YOUR OBJECTIVE =
All lines below containing the string "lectern" are to be copied.

SUPPLIED MATERIAL =
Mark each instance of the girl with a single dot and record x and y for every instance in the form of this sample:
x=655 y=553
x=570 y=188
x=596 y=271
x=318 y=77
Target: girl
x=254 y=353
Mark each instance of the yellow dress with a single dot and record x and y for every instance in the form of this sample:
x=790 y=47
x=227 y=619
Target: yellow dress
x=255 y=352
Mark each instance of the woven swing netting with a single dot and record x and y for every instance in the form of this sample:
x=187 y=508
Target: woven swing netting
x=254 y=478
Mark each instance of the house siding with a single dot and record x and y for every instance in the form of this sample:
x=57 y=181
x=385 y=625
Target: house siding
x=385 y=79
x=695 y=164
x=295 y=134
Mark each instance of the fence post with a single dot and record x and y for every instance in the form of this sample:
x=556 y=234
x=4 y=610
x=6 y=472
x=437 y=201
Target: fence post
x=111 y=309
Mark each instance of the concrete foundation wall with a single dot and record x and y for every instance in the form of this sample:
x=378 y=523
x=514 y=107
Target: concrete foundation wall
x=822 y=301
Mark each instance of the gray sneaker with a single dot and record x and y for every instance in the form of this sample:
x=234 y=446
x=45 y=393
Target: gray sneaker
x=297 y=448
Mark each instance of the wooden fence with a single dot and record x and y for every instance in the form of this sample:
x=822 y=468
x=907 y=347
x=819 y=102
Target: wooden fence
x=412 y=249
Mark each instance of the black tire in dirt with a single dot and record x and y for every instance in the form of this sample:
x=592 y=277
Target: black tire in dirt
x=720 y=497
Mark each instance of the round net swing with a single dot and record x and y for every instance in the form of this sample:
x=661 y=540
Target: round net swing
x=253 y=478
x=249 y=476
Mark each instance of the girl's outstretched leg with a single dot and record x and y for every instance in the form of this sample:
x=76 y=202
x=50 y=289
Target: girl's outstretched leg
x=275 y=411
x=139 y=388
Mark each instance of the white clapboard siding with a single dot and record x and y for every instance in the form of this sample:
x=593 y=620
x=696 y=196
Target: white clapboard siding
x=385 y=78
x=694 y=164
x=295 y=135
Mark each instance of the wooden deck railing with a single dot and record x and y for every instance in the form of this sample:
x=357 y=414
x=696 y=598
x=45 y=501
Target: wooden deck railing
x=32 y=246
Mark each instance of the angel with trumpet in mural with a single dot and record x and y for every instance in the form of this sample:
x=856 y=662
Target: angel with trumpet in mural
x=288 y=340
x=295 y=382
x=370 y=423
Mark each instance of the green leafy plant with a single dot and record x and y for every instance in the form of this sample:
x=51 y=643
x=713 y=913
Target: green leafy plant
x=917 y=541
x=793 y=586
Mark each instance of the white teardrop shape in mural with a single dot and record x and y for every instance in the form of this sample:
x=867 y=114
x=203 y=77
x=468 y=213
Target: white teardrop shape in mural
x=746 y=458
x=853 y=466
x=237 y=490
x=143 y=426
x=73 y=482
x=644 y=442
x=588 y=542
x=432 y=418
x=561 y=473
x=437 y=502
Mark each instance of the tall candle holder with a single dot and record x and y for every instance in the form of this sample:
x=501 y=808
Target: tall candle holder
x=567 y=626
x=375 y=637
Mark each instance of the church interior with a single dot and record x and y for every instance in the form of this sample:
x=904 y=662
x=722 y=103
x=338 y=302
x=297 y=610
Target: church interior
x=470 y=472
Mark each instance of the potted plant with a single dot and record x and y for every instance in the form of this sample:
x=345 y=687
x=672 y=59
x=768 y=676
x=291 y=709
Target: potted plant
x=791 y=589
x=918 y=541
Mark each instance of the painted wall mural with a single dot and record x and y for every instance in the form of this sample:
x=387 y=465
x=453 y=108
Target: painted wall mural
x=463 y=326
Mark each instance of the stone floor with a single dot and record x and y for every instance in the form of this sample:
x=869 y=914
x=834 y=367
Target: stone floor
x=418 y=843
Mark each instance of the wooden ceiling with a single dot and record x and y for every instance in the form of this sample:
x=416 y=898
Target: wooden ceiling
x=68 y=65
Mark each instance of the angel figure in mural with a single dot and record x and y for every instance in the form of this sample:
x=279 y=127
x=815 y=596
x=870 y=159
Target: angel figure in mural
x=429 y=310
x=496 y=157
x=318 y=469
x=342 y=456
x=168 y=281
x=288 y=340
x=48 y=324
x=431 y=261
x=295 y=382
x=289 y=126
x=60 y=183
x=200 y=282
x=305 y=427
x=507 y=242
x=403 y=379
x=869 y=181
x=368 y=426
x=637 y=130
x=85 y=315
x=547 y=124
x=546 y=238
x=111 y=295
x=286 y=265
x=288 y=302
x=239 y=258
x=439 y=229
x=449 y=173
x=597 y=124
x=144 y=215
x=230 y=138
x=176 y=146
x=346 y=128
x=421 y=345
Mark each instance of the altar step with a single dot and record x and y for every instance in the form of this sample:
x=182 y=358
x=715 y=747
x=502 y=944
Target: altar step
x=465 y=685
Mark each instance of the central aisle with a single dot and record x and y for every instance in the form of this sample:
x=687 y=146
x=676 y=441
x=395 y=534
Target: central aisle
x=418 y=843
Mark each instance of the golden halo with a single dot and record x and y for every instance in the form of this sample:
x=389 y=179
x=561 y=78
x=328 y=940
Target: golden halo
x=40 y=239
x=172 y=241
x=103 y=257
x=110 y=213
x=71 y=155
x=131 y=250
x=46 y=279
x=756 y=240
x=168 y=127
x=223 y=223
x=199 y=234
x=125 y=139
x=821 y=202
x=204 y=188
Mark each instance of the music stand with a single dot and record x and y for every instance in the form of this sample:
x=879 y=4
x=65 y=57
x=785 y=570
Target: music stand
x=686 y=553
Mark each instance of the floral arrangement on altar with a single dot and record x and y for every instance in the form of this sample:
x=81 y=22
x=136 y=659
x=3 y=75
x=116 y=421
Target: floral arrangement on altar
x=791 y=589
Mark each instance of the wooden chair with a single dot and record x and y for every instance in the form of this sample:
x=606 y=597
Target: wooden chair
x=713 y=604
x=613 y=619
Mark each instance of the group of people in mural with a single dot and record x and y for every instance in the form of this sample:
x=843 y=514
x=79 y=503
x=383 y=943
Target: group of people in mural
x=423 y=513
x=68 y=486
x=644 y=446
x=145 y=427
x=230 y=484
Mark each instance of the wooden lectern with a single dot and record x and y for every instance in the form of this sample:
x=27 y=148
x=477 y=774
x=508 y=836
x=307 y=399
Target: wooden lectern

EXPECTED OUTPUT =
Mark each instance of the wooden lectern with a single dot and record x and y for every instance in the form of this sample:
Target: wooden lectern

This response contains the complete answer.